(Records from a point labeling set)
--

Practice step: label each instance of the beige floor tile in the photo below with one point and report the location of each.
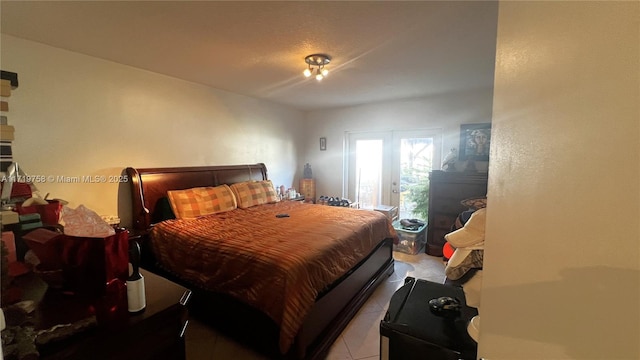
(362, 335)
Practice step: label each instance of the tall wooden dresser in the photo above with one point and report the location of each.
(446, 190)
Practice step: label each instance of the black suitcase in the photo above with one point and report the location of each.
(410, 330)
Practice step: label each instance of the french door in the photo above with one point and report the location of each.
(391, 168)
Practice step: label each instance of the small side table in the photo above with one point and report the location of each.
(156, 333)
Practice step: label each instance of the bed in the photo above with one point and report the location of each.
(286, 286)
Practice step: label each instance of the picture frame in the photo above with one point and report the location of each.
(475, 140)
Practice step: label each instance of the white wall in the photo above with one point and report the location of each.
(561, 268)
(76, 115)
(443, 113)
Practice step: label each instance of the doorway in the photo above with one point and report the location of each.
(392, 168)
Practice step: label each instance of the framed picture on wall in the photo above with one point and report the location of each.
(475, 140)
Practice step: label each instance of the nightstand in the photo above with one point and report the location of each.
(156, 333)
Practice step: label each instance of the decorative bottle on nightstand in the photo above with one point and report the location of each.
(136, 299)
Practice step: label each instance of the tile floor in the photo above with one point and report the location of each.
(359, 340)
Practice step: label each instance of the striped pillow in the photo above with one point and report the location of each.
(194, 202)
(252, 193)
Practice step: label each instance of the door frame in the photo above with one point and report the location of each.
(390, 161)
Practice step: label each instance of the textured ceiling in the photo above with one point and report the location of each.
(382, 50)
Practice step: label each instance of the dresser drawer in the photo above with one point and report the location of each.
(441, 221)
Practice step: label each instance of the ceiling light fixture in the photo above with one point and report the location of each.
(316, 64)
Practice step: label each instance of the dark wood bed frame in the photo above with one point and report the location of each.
(334, 307)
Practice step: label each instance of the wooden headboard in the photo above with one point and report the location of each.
(150, 185)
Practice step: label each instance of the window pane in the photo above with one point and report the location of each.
(416, 155)
(368, 173)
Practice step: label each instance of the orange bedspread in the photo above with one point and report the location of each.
(278, 265)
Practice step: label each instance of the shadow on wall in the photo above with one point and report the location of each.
(600, 306)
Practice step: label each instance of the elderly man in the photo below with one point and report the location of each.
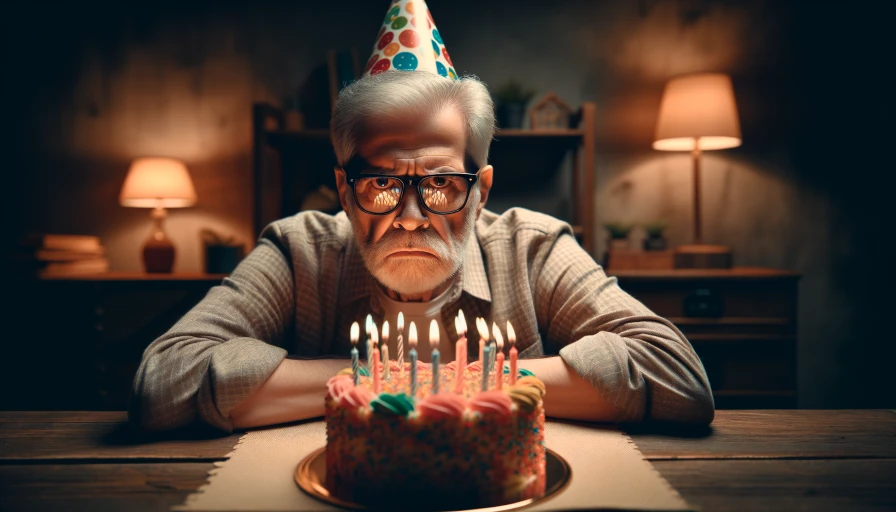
(415, 237)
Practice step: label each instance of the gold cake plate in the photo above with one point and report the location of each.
(311, 475)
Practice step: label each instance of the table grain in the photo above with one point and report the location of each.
(746, 460)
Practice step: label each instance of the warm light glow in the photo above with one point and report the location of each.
(412, 335)
(460, 324)
(700, 108)
(499, 340)
(157, 182)
(482, 327)
(356, 332)
(434, 334)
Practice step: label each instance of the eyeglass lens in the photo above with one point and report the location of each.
(439, 193)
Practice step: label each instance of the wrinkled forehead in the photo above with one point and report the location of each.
(437, 134)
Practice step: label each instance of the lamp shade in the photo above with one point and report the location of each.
(158, 182)
(699, 109)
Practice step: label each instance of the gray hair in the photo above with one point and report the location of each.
(392, 92)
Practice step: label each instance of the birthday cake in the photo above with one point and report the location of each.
(459, 448)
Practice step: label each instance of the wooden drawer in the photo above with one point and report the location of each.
(741, 322)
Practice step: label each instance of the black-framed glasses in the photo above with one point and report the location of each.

--

[PROBLEM REQUIREMENTS]
Repeat exactly, and only, the lines from the line with "Practice step: label each instance of the eyeglass" through the end of the listing above, both ends included.

[RIGHT ANSWER]
Practice step: label each instance of the eyeglass lens in the photo above with one point and report the location of each.
(439, 193)
Practice step: label each instance of the wrinkled forehead in the photo above with one point and report the location of each.
(437, 134)
Practice step: label each instance of the lamp shade in the photo above with one point and report the location of each.
(158, 182)
(699, 109)
Practice step: label each instance of the gray hair in the photo above with one point and report the location of each.
(392, 92)
Practice step: label each instance of the birthday cake in the photo above with one point and report the location of each.
(459, 448)
Practice step: label each instance of the wooden drawer in the photo above with one point and report the location of each.
(741, 322)
Practice step: label each instance of the black-framed glasses in the photo above with one point and report the location of each.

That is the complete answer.